> **MATERIALS PROVIDED**

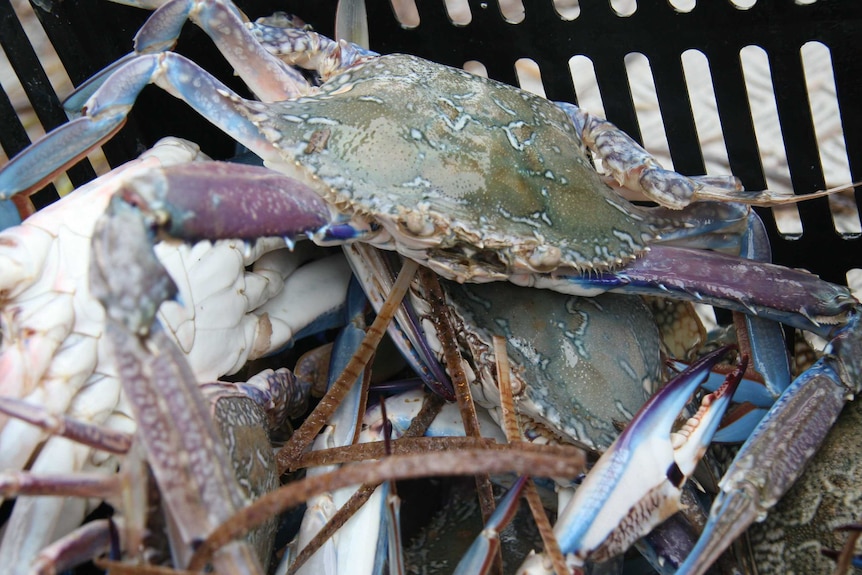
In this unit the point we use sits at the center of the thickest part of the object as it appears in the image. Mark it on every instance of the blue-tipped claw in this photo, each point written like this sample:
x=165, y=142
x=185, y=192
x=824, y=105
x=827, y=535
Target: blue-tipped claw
x=636, y=484
x=784, y=441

> **TASK STATEMENT**
Arrange the listing above as a numbered list with one line per item. Leave out any blank lines and the pictures.

> **EXERCISE ANSWER**
1. In this unit the point we use sits at the center of the thickest part of the object as it appears in the image. Mark it on every instance of the blue-tipped claw in this photo, each point written like this sample:
2. x=165, y=142
3. x=185, y=192
4. x=824, y=105
5. x=827, y=535
6. Target: blue-tipped claw
7. x=636, y=484
8. x=784, y=441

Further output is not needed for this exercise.